** Brief **
Return only the lines from the one containing "Could you point out the antelope body" to the end of the entries below, exactly as written, both ends included.
--- Data for this exercise ---
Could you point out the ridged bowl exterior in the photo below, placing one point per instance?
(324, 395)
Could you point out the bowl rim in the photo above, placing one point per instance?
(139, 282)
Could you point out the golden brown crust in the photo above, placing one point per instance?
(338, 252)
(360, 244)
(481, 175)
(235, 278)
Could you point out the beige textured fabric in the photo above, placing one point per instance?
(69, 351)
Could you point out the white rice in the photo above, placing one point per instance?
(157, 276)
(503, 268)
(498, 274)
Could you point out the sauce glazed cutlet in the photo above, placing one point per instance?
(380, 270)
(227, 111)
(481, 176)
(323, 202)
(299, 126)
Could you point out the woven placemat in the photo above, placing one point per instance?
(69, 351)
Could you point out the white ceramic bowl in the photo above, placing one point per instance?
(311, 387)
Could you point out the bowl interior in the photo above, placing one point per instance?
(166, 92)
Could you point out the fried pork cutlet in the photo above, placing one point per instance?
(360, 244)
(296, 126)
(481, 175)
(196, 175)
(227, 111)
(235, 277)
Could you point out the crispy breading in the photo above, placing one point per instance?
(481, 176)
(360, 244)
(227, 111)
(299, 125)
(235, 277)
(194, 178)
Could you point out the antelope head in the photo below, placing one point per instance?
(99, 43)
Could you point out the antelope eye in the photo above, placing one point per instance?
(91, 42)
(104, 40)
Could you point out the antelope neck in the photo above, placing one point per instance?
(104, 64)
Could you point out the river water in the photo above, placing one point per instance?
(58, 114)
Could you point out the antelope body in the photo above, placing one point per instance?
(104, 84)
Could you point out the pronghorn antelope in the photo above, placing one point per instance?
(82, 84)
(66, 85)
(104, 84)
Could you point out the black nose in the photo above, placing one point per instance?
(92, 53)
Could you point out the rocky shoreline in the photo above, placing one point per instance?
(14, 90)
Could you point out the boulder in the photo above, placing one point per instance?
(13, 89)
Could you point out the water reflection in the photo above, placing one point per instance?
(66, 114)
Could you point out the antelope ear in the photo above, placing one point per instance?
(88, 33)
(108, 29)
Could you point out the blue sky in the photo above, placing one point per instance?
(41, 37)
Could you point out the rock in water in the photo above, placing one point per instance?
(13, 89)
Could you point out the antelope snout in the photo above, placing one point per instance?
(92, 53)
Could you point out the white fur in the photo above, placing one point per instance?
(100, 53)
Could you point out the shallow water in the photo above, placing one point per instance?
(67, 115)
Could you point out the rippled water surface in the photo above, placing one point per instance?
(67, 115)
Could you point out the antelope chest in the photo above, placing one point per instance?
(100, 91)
---
** Task solution **
Could you point out the antelope body in the photo above, placing one point per instance?
(104, 84)
Could you point out the pronghorn antelope in the photo above, placing one point per instance?
(82, 84)
(66, 85)
(104, 84)
Could you point out the black nose in the photo above, placing one point per instance?
(92, 53)
Could you point out the rocky shoreline in the photo above, placing one point per instance?
(14, 90)
Could you point out the boulder in the photo above, placing one point per instance?
(13, 89)
Could you point out the water reflection in the photo above, placing one point per instance?
(66, 114)
Could you point out the antelope ear in the photo above, placing one point per instance?
(88, 33)
(108, 29)
Could you point out the blue sky in the photo above, placing one point per instance?
(41, 37)
Could you point out the rock in water in the photo above, placing one point per instance?
(13, 89)
Could you point out the antelope snout in the photo above, placing one point per instance?
(92, 53)
Could you point out the white fur in the photo above, placing one point per instance?
(100, 53)
Could you point out the shallow water in the photo above, placing one point per instance?
(67, 115)
Could you point out the rippled water surface in the photo above, placing one point per instance?
(67, 115)
Could you point out the antelope chest in the photo above, placing one point per instance?
(100, 91)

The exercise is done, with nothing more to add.